*** Input for this task Section Begins ***

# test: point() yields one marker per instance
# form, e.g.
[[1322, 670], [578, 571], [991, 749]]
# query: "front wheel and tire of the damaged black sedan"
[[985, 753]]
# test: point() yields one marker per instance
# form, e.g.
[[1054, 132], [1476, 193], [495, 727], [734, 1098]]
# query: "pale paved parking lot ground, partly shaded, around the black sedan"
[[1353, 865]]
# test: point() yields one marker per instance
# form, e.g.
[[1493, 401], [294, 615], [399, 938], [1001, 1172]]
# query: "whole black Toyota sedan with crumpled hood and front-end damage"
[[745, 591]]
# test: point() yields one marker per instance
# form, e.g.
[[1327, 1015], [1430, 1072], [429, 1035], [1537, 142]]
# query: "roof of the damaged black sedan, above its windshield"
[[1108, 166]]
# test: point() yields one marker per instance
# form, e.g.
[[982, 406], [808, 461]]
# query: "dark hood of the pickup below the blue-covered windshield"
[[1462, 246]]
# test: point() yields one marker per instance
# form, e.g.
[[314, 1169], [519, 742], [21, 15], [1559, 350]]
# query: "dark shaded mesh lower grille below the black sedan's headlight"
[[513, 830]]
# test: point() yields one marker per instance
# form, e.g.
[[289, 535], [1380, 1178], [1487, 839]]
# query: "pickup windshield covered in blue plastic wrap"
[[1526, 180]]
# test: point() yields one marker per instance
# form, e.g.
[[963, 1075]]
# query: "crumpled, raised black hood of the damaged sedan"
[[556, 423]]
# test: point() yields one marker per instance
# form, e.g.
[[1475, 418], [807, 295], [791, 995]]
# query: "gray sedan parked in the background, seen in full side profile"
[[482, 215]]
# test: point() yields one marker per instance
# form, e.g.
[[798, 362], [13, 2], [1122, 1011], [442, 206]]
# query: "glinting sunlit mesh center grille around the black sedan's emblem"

*** Input for this task Section Ends ***

Task requirements: The task calls for each record to be returned verbatim.

Your solution:
# test: point() yields one marker per instance
# form, e.g.
[[1322, 670], [578, 571], [991, 749]]
# query: "front wheel and tire of the damaged black sedan"
[[985, 753]]
# test: point() yields one marker per instance
# form, e.g.
[[1054, 132], [1476, 193], [495, 727], [734, 1098]]
# query: "pale paved parking lot ground, partly shaded, around the black sedan"
[[1353, 865]]
# test: point() yields one marker per instance
# form, e.g.
[[1493, 401], [294, 615], [399, 938], [1001, 1172]]
# query: "whole black Toyota sedan with crumpled hood and front-end damage"
[[745, 591]]
# test: point() yields one marker per instance
# form, e.g.
[[1327, 1015], [1430, 1072], [429, 1035], [1537, 142]]
# query: "roof of the damaged black sedan, above its windshield"
[[1108, 166]]
# test: point() yields one marker per instance
# form, e.g.
[[982, 406], [808, 461]]
# query: "dark hood of the pickup below the blue-covered windshield"
[[1462, 246]]
# test: point() yields one marker per instance
# form, e.g.
[[314, 1169], [519, 742], [21, 15], [1559, 350]]
# query: "dark shaded mesh lower grille below the black sedan's headlight"
[[513, 830]]
# test: point() yields one marker per instance
# form, e.g.
[[289, 535], [1380, 1178], [1487, 839]]
# query: "pickup windshield covered in blue plastic wrap"
[[1526, 180]]
# test: point() yields one marker per instance
# form, e.g.
[[963, 1075]]
# query: "crumpled, raised black hood of the damaged sedan"
[[556, 423]]
# test: point() yields one marker per instance
# form, e.g.
[[1475, 418], [807, 295], [791, 995]]
# query: "gray sedan parked in the background, seen in full side profile"
[[482, 215]]
# test: point() yields one marker per instance
# form, e.g.
[[798, 362], [13, 2], [1122, 1011], [442, 206]]
# query: "glinting sunlit mesh center grille around the black sedan's emblem"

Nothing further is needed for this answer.